== What the exercise asks ==
Repeat the listing that follows exactly, please.
◇ ◇ ◇ ◇
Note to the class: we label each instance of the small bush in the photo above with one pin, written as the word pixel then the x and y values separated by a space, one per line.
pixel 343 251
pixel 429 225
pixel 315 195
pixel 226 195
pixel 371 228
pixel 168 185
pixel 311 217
◇ ◇ ◇ ◇
== Written answer ==
Note to the class: we label each instance of the small bush in the photo above with one pin, written as the word pixel then the x and y values separated by a space, one per line.
pixel 343 251
pixel 429 225
pixel 315 195
pixel 226 195
pixel 371 228
pixel 168 185
pixel 311 217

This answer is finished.